### [Written problem]
Select every line in the dataset records below that contains the word "sheet", and copy those lines. Case counts.

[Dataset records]
---+---
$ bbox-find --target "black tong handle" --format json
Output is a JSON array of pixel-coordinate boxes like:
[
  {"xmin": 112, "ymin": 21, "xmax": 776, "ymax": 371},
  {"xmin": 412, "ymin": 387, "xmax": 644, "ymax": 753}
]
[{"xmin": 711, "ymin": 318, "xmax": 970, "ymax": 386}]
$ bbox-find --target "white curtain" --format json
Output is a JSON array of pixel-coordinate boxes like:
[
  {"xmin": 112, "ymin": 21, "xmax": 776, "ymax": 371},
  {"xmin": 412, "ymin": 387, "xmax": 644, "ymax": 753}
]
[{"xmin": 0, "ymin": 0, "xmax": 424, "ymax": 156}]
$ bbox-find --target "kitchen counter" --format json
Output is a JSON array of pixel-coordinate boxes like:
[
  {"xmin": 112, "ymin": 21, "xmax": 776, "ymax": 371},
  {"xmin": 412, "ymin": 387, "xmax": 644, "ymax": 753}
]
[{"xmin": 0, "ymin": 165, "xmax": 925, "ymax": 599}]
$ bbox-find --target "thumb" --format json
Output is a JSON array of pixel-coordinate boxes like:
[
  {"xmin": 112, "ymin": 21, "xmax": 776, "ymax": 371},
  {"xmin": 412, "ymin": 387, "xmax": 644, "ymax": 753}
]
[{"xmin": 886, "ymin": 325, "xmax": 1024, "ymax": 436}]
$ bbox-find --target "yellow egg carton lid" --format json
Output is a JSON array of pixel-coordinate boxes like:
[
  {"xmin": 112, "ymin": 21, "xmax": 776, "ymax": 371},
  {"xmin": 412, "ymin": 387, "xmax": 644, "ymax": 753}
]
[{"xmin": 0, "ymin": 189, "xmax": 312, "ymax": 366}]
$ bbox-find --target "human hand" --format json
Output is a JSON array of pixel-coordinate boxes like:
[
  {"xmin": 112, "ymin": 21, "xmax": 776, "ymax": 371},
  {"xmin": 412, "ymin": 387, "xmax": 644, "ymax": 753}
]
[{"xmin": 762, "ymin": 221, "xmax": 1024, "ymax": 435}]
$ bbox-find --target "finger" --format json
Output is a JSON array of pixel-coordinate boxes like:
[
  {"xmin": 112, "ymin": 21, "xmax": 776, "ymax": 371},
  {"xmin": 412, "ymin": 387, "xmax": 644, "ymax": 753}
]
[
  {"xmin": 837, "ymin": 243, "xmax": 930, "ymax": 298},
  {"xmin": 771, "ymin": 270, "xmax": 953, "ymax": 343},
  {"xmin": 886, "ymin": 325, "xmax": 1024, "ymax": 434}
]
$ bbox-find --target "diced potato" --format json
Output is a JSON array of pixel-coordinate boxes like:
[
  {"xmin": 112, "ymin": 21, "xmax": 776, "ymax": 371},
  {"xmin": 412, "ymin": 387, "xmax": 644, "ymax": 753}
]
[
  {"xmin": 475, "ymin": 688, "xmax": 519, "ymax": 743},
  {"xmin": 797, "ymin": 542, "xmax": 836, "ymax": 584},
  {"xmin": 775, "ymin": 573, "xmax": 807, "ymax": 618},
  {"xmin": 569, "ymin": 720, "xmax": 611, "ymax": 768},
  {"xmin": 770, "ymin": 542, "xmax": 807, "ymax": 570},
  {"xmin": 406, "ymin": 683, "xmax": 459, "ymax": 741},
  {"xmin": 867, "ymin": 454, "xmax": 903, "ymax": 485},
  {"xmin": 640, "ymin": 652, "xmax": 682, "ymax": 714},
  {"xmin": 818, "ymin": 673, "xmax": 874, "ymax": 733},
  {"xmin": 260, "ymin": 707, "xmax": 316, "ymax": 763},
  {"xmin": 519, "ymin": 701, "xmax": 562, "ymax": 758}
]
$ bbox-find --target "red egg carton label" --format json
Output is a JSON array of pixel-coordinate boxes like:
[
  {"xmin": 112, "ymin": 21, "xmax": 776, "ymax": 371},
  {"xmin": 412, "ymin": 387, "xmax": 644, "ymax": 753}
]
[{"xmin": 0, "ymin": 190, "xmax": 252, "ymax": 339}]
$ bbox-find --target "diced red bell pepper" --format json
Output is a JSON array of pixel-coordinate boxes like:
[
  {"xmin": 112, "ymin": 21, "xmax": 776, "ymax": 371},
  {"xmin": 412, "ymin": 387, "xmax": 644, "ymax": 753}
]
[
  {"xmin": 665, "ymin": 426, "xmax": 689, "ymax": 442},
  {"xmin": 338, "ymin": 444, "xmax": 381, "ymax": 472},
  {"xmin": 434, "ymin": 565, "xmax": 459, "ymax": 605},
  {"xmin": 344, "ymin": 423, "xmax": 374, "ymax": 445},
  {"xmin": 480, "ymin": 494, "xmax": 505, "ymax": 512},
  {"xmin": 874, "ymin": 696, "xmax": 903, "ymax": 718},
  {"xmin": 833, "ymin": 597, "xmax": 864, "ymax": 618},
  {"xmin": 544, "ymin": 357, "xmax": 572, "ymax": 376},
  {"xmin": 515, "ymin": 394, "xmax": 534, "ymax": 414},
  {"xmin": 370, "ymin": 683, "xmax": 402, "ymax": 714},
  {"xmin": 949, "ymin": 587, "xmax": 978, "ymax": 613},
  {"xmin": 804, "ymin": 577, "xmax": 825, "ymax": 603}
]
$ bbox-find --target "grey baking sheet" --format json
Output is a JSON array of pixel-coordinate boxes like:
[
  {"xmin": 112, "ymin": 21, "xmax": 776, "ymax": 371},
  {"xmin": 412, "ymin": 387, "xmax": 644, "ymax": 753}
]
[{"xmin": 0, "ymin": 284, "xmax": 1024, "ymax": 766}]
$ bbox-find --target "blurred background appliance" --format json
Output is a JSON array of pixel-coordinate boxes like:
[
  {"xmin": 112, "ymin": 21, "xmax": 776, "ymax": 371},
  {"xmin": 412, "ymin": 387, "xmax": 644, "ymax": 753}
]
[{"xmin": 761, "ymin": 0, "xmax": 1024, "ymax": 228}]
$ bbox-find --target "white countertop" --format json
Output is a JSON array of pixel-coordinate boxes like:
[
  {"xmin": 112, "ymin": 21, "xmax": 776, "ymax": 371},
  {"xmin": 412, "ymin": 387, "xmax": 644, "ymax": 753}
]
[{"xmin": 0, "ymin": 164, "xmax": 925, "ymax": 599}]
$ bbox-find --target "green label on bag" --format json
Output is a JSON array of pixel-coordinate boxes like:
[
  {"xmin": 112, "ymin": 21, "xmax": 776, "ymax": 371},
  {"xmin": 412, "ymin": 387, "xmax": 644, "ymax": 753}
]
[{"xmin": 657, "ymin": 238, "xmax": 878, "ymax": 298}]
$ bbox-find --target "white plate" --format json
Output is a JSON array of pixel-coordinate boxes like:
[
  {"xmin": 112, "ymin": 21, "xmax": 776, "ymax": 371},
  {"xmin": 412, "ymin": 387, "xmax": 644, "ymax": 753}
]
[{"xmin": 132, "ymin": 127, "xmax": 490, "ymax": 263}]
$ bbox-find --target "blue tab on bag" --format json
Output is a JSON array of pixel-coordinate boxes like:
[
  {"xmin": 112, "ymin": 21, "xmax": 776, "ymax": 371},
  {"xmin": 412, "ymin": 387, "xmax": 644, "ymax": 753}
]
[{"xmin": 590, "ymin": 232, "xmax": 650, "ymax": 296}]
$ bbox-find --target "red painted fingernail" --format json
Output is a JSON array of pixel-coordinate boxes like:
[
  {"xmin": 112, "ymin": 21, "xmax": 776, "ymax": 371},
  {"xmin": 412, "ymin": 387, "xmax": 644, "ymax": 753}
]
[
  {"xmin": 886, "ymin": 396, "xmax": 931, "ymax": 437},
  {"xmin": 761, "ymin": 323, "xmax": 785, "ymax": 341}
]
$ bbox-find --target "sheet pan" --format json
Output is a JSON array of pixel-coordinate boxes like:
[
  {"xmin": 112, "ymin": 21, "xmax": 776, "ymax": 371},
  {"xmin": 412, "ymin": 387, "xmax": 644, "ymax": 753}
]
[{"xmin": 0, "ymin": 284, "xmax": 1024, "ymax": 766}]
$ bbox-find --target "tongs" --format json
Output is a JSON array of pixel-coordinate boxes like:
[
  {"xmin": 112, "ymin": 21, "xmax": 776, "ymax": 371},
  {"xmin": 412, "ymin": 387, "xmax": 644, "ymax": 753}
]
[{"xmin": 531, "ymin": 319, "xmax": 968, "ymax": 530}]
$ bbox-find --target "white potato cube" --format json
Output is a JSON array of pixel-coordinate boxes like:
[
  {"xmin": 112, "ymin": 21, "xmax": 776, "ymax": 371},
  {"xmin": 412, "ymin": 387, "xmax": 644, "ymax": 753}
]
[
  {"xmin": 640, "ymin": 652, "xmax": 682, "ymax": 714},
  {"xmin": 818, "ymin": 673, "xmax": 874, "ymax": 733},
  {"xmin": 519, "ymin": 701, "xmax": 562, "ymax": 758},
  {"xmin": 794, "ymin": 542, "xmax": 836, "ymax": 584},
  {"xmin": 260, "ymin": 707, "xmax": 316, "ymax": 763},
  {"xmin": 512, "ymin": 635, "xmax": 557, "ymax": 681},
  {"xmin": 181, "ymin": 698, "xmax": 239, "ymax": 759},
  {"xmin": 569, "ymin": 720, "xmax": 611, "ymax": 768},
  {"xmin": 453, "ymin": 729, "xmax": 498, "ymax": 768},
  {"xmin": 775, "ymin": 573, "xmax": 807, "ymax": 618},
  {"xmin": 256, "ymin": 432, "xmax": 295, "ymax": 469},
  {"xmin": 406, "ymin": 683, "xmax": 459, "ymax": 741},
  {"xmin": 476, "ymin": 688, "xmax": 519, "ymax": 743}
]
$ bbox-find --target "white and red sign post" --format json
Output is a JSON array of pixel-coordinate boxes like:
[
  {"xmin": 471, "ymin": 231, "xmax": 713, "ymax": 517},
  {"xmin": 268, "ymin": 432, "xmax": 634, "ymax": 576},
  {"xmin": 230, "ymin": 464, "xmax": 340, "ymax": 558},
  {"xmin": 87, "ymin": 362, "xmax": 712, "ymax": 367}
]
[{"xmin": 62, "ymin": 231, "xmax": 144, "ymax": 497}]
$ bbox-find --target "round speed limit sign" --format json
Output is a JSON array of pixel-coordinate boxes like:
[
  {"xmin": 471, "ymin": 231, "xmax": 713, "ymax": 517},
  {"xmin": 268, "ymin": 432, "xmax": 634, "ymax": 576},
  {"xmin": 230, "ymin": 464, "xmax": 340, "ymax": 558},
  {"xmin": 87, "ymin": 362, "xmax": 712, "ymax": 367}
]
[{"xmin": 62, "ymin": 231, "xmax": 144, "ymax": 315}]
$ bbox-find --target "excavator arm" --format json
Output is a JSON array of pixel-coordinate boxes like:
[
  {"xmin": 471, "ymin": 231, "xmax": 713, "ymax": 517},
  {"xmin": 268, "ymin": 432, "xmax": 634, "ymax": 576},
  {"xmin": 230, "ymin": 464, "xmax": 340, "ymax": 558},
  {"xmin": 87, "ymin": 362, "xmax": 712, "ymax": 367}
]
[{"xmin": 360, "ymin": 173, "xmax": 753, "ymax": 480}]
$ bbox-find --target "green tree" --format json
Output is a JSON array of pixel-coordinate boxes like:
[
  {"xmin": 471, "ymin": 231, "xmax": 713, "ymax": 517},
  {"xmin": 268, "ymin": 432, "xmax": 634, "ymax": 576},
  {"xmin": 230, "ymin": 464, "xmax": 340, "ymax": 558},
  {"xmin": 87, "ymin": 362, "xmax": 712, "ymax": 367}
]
---+---
### [Written reply]
$ bbox-find --target "grey baking sheet" --format json
$ bbox-find --target "sheet pan" --format json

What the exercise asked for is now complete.